### MATERIAL FOR THIS TASK
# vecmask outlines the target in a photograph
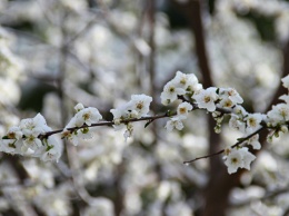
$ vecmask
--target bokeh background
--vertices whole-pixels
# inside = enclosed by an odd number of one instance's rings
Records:
[[[0,135],[41,112],[62,128],[73,106],[104,119],[133,94],[153,97],[151,115],[171,107],[160,92],[177,70],[203,87],[233,87],[248,111],[266,112],[289,72],[286,0],[1,0]],[[182,131],[166,119],[123,131],[97,128],[59,163],[0,155],[3,216],[289,215],[288,136],[266,143],[250,171],[229,175],[215,153],[241,134],[215,134],[193,111]]]

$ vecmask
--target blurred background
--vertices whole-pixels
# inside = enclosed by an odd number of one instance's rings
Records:
[[[103,118],[133,94],[153,97],[177,70],[205,88],[232,87],[250,112],[285,94],[289,72],[287,0],[1,0],[0,135],[41,112],[59,129],[82,102]],[[229,175],[221,155],[241,134],[193,111],[182,131],[166,119],[132,138],[97,128],[59,163],[0,155],[3,216],[282,216],[289,215],[289,137],[266,144],[250,171]]]

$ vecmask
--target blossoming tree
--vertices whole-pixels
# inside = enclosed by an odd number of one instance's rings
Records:
[[[288,214],[288,3],[156,2],[0,2],[3,215]]]

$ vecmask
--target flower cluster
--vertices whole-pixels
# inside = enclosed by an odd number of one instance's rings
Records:
[[[62,131],[62,137],[67,138],[74,146],[77,146],[79,144],[79,138],[92,138],[92,131],[89,126],[99,122],[99,120],[102,119],[102,116],[99,114],[97,108],[84,108],[82,104],[78,104],[74,109],[77,114],[66,126],[64,130]]]
[[[117,109],[111,109],[110,112],[113,115],[113,127],[116,130],[127,128],[124,138],[132,135],[133,126],[130,121],[126,121],[133,118],[146,117],[150,110],[150,102],[152,98],[146,95],[132,95],[131,100]]]
[[[282,79],[283,86],[289,89],[289,76]],[[173,115],[161,116],[169,117],[165,128],[172,131],[175,128],[181,130],[183,120],[188,114],[195,109],[205,109],[212,114],[217,120],[216,131],[220,131],[225,115],[230,117],[229,127],[242,132],[246,137],[223,150],[225,165],[228,173],[232,174],[238,168],[250,169],[250,164],[256,159],[249,148],[260,149],[259,131],[263,128],[270,129],[272,136],[279,136],[279,132],[288,131],[289,122],[289,96],[281,96],[285,102],[272,107],[267,115],[250,114],[241,106],[243,99],[232,88],[202,88],[195,75],[186,75],[177,71],[176,77],[170,80],[161,92],[161,102],[169,105],[176,100],[181,101]],[[79,138],[92,138],[92,128],[94,126],[113,126],[116,130],[124,128],[124,138],[132,135],[133,121],[148,120],[150,124],[156,118],[149,117],[150,104],[152,98],[146,95],[132,95],[130,101],[111,109],[112,121],[101,121],[102,116],[93,107],[84,108],[78,104],[76,115],[70,119],[63,130],[52,131],[47,126],[46,119],[38,114],[34,118],[23,119],[19,126],[11,127],[7,135],[0,140],[0,150],[8,154],[20,154],[26,156],[40,157],[42,160],[58,160],[61,156],[62,146],[51,136],[57,132],[62,134],[62,138],[69,139],[74,146],[79,144]],[[158,117],[160,118],[160,117]]]
[[[248,148],[229,148],[226,149],[227,156],[223,157],[225,164],[228,167],[228,173],[232,174],[238,170],[238,168],[250,169],[250,164],[256,159]]]
[[[54,136],[41,137],[51,130],[40,114],[34,118],[22,119],[19,126],[9,128],[0,140],[0,150],[12,155],[40,157],[43,161],[58,160],[62,153],[61,144]]]

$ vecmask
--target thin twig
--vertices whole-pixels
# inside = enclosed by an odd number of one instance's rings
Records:
[[[247,137],[243,137],[243,138],[240,138],[239,141],[237,141],[235,145],[231,146],[231,148],[236,148],[237,146],[241,145],[242,143],[247,141],[248,139],[250,139],[251,137],[253,137],[255,135],[261,132],[263,129],[268,128],[267,126],[262,126],[261,128],[259,128],[258,130],[256,130],[255,132],[248,135]],[[183,161],[183,164],[188,165],[188,164],[191,164],[196,160],[199,160],[199,159],[205,159],[205,158],[210,158],[210,157],[213,157],[213,156],[217,156],[217,155],[220,155],[225,151],[225,149],[221,149],[217,153],[213,153],[213,154],[209,154],[209,155],[206,155],[206,156],[202,156],[202,157],[197,157],[195,159],[191,159],[191,160],[186,160]]]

### YOUR INSTRUCTIONS
Pull out every line of the material above that contains the word "background", and copy each one in full.

### SOLUTION TO THE EXERCISE
--target bokeh background
--target blurred background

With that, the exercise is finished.